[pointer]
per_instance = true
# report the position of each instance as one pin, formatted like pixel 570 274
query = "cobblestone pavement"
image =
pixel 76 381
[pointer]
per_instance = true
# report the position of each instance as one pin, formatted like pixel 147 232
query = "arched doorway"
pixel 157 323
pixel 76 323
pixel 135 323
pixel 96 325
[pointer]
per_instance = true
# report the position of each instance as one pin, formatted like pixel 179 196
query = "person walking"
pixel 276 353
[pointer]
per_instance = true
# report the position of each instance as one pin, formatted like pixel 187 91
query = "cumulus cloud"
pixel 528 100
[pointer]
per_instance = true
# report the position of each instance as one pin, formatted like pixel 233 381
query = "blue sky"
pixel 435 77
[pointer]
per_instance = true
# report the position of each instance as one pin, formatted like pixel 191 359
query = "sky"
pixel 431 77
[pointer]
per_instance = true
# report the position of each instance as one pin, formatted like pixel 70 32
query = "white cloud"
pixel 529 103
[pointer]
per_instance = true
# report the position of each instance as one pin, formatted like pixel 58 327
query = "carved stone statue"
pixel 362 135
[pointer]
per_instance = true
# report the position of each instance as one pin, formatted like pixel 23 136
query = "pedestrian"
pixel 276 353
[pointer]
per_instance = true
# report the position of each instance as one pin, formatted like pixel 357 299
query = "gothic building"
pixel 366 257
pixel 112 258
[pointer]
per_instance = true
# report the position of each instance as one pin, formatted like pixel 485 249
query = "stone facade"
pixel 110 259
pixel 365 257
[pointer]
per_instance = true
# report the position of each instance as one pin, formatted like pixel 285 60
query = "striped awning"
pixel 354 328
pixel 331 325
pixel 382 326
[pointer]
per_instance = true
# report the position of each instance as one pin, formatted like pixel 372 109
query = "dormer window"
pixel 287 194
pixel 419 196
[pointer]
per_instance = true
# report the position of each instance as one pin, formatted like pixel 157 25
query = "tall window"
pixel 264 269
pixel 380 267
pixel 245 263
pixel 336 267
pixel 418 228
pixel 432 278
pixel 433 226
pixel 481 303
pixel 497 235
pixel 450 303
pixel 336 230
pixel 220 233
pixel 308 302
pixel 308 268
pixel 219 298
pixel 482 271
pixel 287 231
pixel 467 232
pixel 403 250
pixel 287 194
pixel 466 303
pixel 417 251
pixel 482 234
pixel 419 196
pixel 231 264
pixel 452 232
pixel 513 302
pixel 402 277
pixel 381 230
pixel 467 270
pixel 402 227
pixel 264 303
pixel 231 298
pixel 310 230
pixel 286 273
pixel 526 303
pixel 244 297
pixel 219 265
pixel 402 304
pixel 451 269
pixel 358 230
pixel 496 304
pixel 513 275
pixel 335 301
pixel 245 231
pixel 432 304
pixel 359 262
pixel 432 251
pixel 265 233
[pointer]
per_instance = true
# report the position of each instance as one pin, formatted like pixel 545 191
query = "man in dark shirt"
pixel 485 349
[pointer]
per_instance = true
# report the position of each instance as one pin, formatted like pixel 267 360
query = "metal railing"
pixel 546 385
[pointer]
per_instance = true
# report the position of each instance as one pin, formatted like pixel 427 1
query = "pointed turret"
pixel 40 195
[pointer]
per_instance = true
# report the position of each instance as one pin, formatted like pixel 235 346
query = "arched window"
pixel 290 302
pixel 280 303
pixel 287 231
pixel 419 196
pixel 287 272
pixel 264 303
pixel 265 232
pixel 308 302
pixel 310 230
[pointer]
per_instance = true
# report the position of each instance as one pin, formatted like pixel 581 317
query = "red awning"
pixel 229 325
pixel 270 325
============================================================
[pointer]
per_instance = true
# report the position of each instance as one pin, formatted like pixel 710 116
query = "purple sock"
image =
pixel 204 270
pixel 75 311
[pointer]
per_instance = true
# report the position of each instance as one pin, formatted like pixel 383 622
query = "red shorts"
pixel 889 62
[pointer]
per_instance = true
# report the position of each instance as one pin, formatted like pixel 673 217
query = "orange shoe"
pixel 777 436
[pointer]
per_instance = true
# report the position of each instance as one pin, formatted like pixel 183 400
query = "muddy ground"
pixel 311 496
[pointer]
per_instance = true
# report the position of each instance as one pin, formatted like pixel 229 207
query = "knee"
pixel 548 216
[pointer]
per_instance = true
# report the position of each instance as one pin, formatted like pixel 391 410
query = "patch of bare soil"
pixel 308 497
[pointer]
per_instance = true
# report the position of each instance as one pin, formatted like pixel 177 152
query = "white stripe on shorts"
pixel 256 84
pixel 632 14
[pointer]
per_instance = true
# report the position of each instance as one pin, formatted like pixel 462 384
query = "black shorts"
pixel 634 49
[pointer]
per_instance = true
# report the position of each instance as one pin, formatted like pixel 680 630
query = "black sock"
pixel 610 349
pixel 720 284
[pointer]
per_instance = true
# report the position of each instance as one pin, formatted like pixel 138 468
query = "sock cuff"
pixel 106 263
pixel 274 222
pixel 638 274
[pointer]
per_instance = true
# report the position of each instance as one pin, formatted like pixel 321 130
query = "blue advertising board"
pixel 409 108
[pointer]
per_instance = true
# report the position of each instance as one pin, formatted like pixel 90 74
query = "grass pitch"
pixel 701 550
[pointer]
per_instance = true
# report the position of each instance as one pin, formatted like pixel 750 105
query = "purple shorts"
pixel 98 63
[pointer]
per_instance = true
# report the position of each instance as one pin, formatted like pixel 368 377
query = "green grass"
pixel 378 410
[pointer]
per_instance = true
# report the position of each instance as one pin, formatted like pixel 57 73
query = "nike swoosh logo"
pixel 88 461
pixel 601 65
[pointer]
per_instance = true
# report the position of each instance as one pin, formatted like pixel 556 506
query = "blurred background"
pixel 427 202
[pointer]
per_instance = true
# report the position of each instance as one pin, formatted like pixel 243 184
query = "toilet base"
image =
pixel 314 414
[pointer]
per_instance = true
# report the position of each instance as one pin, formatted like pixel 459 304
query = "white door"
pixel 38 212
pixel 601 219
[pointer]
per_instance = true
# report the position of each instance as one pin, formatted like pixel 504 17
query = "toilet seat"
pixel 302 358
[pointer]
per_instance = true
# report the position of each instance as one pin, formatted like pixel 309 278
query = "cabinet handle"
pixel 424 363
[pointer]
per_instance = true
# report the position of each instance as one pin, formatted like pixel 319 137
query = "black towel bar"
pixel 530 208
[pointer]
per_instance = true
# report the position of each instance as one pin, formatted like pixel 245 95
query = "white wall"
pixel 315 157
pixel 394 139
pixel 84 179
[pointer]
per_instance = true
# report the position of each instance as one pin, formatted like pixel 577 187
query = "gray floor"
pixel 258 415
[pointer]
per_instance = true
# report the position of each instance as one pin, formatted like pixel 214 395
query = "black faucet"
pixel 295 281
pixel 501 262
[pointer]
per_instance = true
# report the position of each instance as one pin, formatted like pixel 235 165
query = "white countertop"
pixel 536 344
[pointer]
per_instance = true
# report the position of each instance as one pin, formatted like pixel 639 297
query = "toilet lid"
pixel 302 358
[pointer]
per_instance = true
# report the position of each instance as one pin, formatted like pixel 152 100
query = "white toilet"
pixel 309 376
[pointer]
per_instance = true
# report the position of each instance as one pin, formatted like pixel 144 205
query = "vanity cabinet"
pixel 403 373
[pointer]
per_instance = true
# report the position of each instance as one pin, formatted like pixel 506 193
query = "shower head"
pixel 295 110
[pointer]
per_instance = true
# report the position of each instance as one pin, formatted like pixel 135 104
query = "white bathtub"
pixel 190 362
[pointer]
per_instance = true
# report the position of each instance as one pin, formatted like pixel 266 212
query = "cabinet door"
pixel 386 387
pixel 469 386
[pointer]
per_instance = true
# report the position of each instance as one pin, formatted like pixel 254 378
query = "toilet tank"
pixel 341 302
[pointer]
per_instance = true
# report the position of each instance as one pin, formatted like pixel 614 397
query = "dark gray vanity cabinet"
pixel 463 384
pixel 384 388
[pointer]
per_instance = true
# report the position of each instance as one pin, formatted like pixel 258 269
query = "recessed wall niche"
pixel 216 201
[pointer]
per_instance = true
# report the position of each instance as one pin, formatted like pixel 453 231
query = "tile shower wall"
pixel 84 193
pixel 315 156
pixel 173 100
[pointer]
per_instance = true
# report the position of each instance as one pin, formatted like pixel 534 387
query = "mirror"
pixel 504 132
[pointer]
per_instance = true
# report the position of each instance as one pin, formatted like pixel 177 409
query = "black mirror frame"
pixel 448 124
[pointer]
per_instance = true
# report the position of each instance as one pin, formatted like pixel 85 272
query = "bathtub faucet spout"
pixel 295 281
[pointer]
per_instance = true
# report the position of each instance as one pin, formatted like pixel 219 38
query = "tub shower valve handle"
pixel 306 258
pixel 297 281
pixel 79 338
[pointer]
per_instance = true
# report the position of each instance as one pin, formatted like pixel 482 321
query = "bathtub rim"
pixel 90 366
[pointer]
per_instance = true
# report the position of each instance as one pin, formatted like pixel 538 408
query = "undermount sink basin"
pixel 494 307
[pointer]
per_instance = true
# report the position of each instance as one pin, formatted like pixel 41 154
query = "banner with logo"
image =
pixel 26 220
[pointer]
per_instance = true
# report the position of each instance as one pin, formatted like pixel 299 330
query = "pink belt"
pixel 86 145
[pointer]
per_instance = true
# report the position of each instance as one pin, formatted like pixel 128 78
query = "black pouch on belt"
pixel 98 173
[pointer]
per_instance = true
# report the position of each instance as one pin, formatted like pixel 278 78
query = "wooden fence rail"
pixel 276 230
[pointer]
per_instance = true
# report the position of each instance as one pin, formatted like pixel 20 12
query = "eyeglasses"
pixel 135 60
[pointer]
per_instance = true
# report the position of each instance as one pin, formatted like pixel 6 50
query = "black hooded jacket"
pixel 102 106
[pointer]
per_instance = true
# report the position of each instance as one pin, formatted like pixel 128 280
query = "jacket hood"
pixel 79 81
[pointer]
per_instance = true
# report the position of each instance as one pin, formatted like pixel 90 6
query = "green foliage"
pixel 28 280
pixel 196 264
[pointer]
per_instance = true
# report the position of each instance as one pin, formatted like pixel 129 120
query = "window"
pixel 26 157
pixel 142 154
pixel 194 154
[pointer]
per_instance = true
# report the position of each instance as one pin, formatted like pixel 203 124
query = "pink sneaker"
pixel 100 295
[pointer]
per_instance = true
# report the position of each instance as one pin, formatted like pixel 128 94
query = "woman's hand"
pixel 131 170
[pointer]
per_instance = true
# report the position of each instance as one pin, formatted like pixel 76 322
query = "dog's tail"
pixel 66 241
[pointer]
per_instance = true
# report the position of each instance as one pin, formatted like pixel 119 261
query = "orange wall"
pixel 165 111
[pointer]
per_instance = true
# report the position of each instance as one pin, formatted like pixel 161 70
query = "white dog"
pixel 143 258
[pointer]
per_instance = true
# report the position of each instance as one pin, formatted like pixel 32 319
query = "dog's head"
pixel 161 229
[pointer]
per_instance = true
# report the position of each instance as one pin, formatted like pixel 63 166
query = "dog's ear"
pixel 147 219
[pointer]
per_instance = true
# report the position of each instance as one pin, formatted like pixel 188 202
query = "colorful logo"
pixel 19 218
============================================================
Please give again the lines above between the line holding "pixel 20 12" and the line holding "like pixel 6 50", inclusive, exactly as they are and with nothing added.

# report the position of each instance as one pin, formatted like pixel 20 12
query = "eyeglasses"
pixel 135 60
[pointer]
per_instance = true
# report the position of each instance as one pin, formatted like pixel 6 50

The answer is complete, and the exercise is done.